# EXERCISE REQUIREMENTS:
Word for word, print each line of the listing below; pictures stay out.

# DATA ROWS:
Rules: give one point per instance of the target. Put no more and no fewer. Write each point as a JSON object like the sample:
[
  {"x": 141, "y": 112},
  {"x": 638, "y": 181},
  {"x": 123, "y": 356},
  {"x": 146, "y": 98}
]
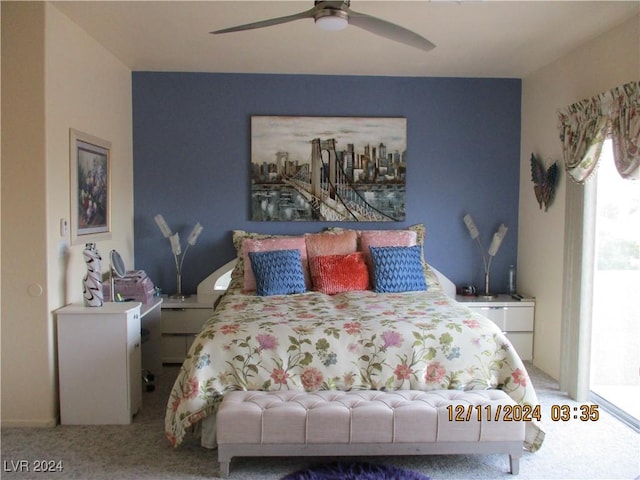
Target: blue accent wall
[{"x": 191, "y": 135}]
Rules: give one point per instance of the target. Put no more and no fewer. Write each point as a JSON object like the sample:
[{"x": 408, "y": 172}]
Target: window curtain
[{"x": 585, "y": 125}]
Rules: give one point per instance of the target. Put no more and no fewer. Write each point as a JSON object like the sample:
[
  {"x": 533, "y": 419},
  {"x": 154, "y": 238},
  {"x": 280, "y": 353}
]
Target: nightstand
[
  {"x": 514, "y": 317},
  {"x": 181, "y": 321},
  {"x": 99, "y": 363}
]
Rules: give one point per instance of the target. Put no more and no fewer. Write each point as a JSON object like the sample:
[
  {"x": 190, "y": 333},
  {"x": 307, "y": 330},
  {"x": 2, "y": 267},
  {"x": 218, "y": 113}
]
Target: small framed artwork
[{"x": 90, "y": 165}]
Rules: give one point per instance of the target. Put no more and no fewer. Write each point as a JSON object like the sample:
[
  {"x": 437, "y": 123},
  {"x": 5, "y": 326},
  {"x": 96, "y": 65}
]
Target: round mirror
[{"x": 117, "y": 264}]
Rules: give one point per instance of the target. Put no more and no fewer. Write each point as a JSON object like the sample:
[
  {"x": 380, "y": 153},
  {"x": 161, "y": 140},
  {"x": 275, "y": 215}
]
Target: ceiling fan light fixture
[{"x": 332, "y": 20}]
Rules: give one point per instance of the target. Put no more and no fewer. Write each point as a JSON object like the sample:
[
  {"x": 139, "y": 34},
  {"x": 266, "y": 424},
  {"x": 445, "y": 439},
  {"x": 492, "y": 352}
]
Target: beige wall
[
  {"x": 602, "y": 64},
  {"x": 54, "y": 77}
]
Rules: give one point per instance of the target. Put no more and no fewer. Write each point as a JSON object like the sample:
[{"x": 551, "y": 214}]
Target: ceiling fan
[{"x": 336, "y": 15}]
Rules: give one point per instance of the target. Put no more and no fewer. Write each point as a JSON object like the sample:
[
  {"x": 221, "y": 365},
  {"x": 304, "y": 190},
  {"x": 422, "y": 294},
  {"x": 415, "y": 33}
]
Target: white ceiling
[{"x": 473, "y": 39}]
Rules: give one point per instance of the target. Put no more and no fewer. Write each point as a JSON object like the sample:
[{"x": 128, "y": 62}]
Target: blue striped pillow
[
  {"x": 278, "y": 272},
  {"x": 397, "y": 269}
]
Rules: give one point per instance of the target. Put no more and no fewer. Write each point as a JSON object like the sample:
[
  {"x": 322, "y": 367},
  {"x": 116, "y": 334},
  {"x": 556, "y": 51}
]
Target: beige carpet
[{"x": 606, "y": 449}]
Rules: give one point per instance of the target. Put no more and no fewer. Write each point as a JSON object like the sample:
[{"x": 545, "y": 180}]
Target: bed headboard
[{"x": 218, "y": 281}]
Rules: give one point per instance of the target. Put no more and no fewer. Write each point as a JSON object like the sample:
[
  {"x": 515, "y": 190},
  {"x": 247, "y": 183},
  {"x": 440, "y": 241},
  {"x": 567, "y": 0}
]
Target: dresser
[
  {"x": 99, "y": 363},
  {"x": 181, "y": 321},
  {"x": 514, "y": 317}
]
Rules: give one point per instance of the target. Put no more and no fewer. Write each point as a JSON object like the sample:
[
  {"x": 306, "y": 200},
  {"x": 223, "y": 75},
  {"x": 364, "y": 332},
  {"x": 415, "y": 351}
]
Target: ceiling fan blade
[
  {"x": 389, "y": 30},
  {"x": 268, "y": 23}
]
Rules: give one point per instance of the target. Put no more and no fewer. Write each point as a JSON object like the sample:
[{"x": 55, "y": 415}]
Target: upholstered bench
[{"x": 332, "y": 423}]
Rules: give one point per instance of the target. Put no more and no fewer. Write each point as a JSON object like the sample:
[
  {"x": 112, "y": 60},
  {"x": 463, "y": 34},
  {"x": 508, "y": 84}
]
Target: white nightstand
[
  {"x": 181, "y": 321},
  {"x": 514, "y": 317},
  {"x": 99, "y": 363}
]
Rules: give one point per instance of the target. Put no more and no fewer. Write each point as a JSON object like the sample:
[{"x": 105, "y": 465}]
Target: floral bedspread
[{"x": 355, "y": 340}]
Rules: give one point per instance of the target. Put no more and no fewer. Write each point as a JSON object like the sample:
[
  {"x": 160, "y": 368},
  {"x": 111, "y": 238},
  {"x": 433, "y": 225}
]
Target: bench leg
[
  {"x": 224, "y": 469},
  {"x": 514, "y": 464}
]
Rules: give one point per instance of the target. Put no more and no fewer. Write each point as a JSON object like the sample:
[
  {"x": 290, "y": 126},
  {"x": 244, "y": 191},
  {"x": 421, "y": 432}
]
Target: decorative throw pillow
[
  {"x": 278, "y": 272},
  {"x": 269, "y": 244},
  {"x": 397, "y": 269},
  {"x": 237, "y": 275},
  {"x": 384, "y": 238},
  {"x": 331, "y": 243},
  {"x": 333, "y": 274}
]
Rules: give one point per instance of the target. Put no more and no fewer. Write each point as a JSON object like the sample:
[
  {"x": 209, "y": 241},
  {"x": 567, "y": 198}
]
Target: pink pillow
[
  {"x": 267, "y": 245},
  {"x": 331, "y": 243},
  {"x": 333, "y": 274},
  {"x": 385, "y": 238}
]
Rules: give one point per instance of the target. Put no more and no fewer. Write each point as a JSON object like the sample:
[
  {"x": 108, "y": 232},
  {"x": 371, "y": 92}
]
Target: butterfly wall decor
[{"x": 544, "y": 181}]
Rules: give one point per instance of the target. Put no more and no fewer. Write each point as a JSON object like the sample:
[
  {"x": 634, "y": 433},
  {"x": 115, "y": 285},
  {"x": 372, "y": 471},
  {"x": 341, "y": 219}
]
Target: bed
[{"x": 401, "y": 331}]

# FULL RESPONSE:
Rules: give one point per instance of the target. Put no more and no fewer. Write each point as a JSON object like the sample:
[
  {"x": 141, "y": 112},
  {"x": 638, "y": 181},
  {"x": 123, "y": 356},
  {"x": 146, "y": 98}
]
Target: blue accent wall
[{"x": 191, "y": 135}]
Rules: give one point per instance of the target. Put no more and no fewer. Write each point as a JSON object like the sample:
[{"x": 408, "y": 172}]
Target: window curtain
[{"x": 585, "y": 125}]
Rules: give one point per instance of the target. Put no more and no fewer. Write each point as a JSON object like the sample:
[
  {"x": 533, "y": 419},
  {"x": 154, "y": 238},
  {"x": 280, "y": 353}
]
Target: nightstand
[
  {"x": 514, "y": 317},
  {"x": 181, "y": 321},
  {"x": 99, "y": 363}
]
Rules: give one point per instance of the target. Put no more and no fewer. Write each point as a JSON object like the sample:
[
  {"x": 190, "y": 333},
  {"x": 307, "y": 330},
  {"x": 2, "y": 267},
  {"x": 218, "y": 113}
]
Target: small framed artwork
[{"x": 90, "y": 165}]
Rules: give one point per instance of the target. Put no more and no fewer. Write each point as a JSON object like the sample:
[
  {"x": 437, "y": 123},
  {"x": 5, "y": 326},
  {"x": 96, "y": 65}
]
Target: round mirror
[{"x": 117, "y": 264}]
Rules: give one point per instance of the target. Put no more and no fewer. Write each point as a JSON object like the sample:
[
  {"x": 380, "y": 153},
  {"x": 161, "y": 140},
  {"x": 275, "y": 215}
]
Target: ceiling fan light fixture
[{"x": 332, "y": 20}]
Rules: give one point per instance of the target. Put no more and no fewer. Write each point as a JSON object like the sample:
[
  {"x": 139, "y": 34},
  {"x": 266, "y": 424},
  {"x": 445, "y": 439},
  {"x": 492, "y": 352}
]
Target: beige wall
[
  {"x": 602, "y": 64},
  {"x": 54, "y": 77}
]
Rules: give one point per instance of the target. Put no more and no fewer. Write each point as a JSON object like the sample:
[{"x": 551, "y": 214}]
Target: ceiling fan
[{"x": 336, "y": 15}]
Rules: give one point per instance of the target. Put no more and no fewer. Write each point as a JSON object like the sample:
[
  {"x": 221, "y": 365},
  {"x": 304, "y": 190},
  {"x": 422, "y": 294},
  {"x": 415, "y": 33}
]
Target: white ceiling
[{"x": 473, "y": 39}]
Rules: give one point per instance of the target. Put no more and no fewer. Write each point as a JSON object like the sample:
[{"x": 128, "y": 62}]
Target: blue striped pillow
[
  {"x": 278, "y": 272},
  {"x": 397, "y": 269}
]
Rules: give one point per instance of the target. Put no more and no fewer. Write each point as a JSON object like the sample:
[
  {"x": 322, "y": 367},
  {"x": 116, "y": 334},
  {"x": 556, "y": 51}
]
Target: beige carpet
[{"x": 606, "y": 449}]
Rules: give one point per instance of the target. Put no more and no fewer. Write each point as a JSON object like the sample:
[{"x": 545, "y": 180}]
Target: bed headboard
[{"x": 218, "y": 281}]
Rules: give one point per instance of the target. Put no more and no fewer. Write each point as a JSON object like the sample:
[
  {"x": 515, "y": 190},
  {"x": 247, "y": 183},
  {"x": 440, "y": 241},
  {"x": 567, "y": 0}
]
Target: dresser
[
  {"x": 99, "y": 363},
  {"x": 181, "y": 321},
  {"x": 514, "y": 317}
]
Rules: give one point per instance of the target. Put no more and no fewer. Write each point as a JSON object like the sample:
[
  {"x": 306, "y": 200},
  {"x": 223, "y": 75},
  {"x": 364, "y": 332},
  {"x": 415, "y": 351}
]
Target: ceiling fan blade
[
  {"x": 389, "y": 30},
  {"x": 268, "y": 23}
]
Rules: give one point per instance of the target. Put no more and no fewer. Write each point as a JSON object like the sample:
[{"x": 55, "y": 415}]
Target: upholstered bench
[{"x": 332, "y": 423}]
Rules: give one point per instance of the target. Put no more and no fewer. Write each point as a JSON object like the sample:
[
  {"x": 112, "y": 60},
  {"x": 463, "y": 34},
  {"x": 508, "y": 84}
]
Target: white nightstand
[
  {"x": 181, "y": 321},
  {"x": 514, "y": 317},
  {"x": 99, "y": 363}
]
Rules: give one point per instance of the target. Put no more and no fewer. Write each point as a JSON object like the sample:
[{"x": 105, "y": 465}]
Target: floral bedspread
[{"x": 355, "y": 340}]
Rules: give one point per instance of the target. Put no more and no fewer. Write each point as a JSON object like the sample:
[
  {"x": 160, "y": 368},
  {"x": 111, "y": 238},
  {"x": 433, "y": 225}
]
Target: bench leg
[
  {"x": 224, "y": 469},
  {"x": 514, "y": 464}
]
Rules: give one point per instance of the target. Put no more and no fewer. Write each point as a JSON object like the sample:
[
  {"x": 290, "y": 126},
  {"x": 244, "y": 191},
  {"x": 421, "y": 432}
]
Target: decorative throw pillow
[
  {"x": 278, "y": 272},
  {"x": 269, "y": 244},
  {"x": 397, "y": 269},
  {"x": 237, "y": 275},
  {"x": 384, "y": 238},
  {"x": 331, "y": 243},
  {"x": 333, "y": 274}
]
Rules: give one point per instance of the target. Put no more and no fewer. Write each point as a JSON object like the sample:
[
  {"x": 209, "y": 241},
  {"x": 567, "y": 198}
]
Target: pink pillow
[
  {"x": 267, "y": 245},
  {"x": 331, "y": 243},
  {"x": 333, "y": 274},
  {"x": 385, "y": 238}
]
Rules: give one point per instance of the target. Put no more and no fewer. Write each point as a JSON object like the sample:
[
  {"x": 108, "y": 232},
  {"x": 371, "y": 92}
]
Target: butterfly wall decor
[{"x": 544, "y": 181}]
Rules: give one point per instance of the target. Put no more and no fewer. Write each point as a JSON object like the sample:
[
  {"x": 634, "y": 433},
  {"x": 115, "y": 285},
  {"x": 372, "y": 471},
  {"x": 341, "y": 219}
]
Target: bed
[{"x": 401, "y": 331}]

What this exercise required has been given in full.